- Short problem -
In every record, swap "white" for "gray" and reproduce the lines with nothing else changed.

- Exercise input -

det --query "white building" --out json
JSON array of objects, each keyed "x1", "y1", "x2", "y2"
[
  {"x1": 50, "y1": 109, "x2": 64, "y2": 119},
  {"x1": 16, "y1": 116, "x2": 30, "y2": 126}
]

- Reply to the exercise -
det --query "gray building" --out json
JSON array of objects, each keyed "x1", "y1", "x2", "y2"
[
  {"x1": 50, "y1": 109, "x2": 64, "y2": 119},
  {"x1": 16, "y1": 116, "x2": 30, "y2": 126}
]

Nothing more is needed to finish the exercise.